THE REQUEST -
Convert the material below into a numbered list with one line per item, skipping blank lines and leaving out the pictures.

◇ ◇ ◇ ◇

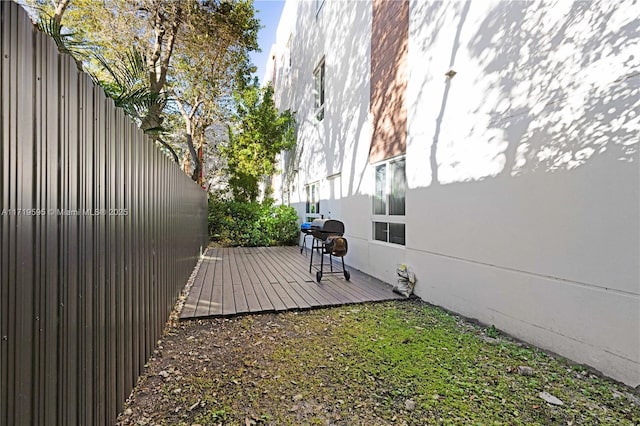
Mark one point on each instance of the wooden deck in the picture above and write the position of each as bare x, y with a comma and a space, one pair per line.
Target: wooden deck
240, 280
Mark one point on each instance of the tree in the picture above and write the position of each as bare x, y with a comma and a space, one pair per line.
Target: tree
212, 64
259, 134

◇ ◇ ◇ ◇

SOLUTION FOR THIS EXERCISE -
1. Mark one point on each instance of the wooden deck in the picture above and write the position of each as bare x, y with a comma and a space, one pair per line.
2. Target: wooden deck
3. 240, 280
4. Mark one point on each instance of the tree in the picture above and write the position of each as bare x, y with a comma and a space, one pair per line.
5. Target: tree
6. 212, 64
7. 259, 134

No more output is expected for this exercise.